- [EXERCISE DETAILS] Repeat each record below exactly as given.

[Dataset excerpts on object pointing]
- - -

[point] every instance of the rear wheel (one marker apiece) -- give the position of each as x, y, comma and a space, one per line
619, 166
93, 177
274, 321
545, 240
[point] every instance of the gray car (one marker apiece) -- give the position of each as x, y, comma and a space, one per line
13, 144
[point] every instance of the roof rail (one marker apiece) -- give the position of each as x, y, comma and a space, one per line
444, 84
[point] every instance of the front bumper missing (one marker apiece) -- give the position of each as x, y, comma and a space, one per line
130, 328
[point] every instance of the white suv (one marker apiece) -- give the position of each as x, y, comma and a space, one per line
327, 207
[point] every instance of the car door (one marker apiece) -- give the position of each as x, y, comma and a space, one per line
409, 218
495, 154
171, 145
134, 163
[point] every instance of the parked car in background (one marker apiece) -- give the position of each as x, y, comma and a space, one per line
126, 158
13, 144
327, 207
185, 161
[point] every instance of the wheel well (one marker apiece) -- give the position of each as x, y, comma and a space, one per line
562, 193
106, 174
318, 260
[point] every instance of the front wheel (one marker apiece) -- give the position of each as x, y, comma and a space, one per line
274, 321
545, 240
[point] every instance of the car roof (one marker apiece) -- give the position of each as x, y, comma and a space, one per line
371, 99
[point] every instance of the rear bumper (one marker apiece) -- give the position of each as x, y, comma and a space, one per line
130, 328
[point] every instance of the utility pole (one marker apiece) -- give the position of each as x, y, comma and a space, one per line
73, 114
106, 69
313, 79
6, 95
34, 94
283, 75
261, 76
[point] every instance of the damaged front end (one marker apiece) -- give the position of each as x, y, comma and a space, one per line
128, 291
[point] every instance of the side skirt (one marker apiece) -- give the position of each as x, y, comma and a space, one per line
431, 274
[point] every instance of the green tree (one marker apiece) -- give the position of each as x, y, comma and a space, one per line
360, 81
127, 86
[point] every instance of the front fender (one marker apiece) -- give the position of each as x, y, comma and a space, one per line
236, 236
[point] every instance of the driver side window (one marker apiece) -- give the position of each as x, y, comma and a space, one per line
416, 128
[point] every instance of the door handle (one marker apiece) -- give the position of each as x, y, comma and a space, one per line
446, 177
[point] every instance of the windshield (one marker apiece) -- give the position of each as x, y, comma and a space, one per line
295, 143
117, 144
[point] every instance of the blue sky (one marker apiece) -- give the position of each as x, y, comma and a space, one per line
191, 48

- - -

- [ANSWER TO THIS PROBLEM]
[point] every instance of the rear wheel (one marker apiece) -- give the position of each as x, y, comma and a space, one per line
619, 166
93, 177
274, 321
545, 240
[point] every instance of the gray car (one marker apiece) -- give the position of each as x, y, comma and a space, one per line
13, 144
[point] every instance of the roof rail (one marker apiece) -- give the position of each as x, y, comma and a space, one per line
444, 84
[point] every instance of the front bumper missing (one marker apiece) -- give the position of each as x, y, comma and a space, one per line
130, 328
[point] every instance of the white suv (one marker apiece) -- give the position of each as x, y, comma and a space, one per line
327, 207
[point] every instance of the car door (one marker apiece) -- give the position of each as x, y, comma and a space, one per line
409, 218
495, 154
171, 145
134, 163
[point] every instance of the parked car in background (one marker apiece) -- give the position of each as x, y, comma and a space, one per line
126, 158
13, 144
327, 207
185, 161
[point] every instance of the wheel well (one marker apiece) -- give the position of each as x, y, comma and a space, one per line
562, 193
106, 174
318, 260
[point] every instance of the front wheel (one marker apiece) -- give the position of each as x, y, comma and a space, one per line
274, 321
545, 240
[point] every instance of the car roof (one marker apiece) -- give the position of each as x, y, comma and a space, one per line
371, 99
[point] every instance of the rear bumper (one marker apiece) -- give the position of each as x, y, comma and a space, one per line
130, 328
[point] every instance of the utility pole (one marker apiece) -- give the position of each as x, y, comma and a space, one per line
73, 114
106, 69
313, 79
6, 95
34, 94
283, 75
261, 76
[point] every instance of the damaged front end (one marker apiece) -- give the position of each as x, y, comma and a space, one per line
128, 291
[point] every instance of the side skirt (one marker apiece) -- give the position of each as x, y, comma and a space, one per line
431, 274
[point] every instance of the green tree (one marker apiece) -- give the position of each as x, y, comma and a space, one per line
360, 81
127, 86
[point] every instance of the front fender (one marker apiece) -- give the position of each as x, y, comma and a space, one per line
236, 236
[point] every instance of the driver side window (one marker apiece) -- give the position of each as x, y, comma and a space, one per line
416, 128
[point] every instance of the door handle (one marker apiece) -- give the position of each as x, y, comma and a space, one per line
446, 177
[point] every instance of the windshield (one marker apiece) -- give the position of each as x, y, comma and a space, one per line
295, 143
117, 144
[point] every instance of the blue sky (one marker apiece) -- give the position of each as x, y, comma and a space, one per line
191, 48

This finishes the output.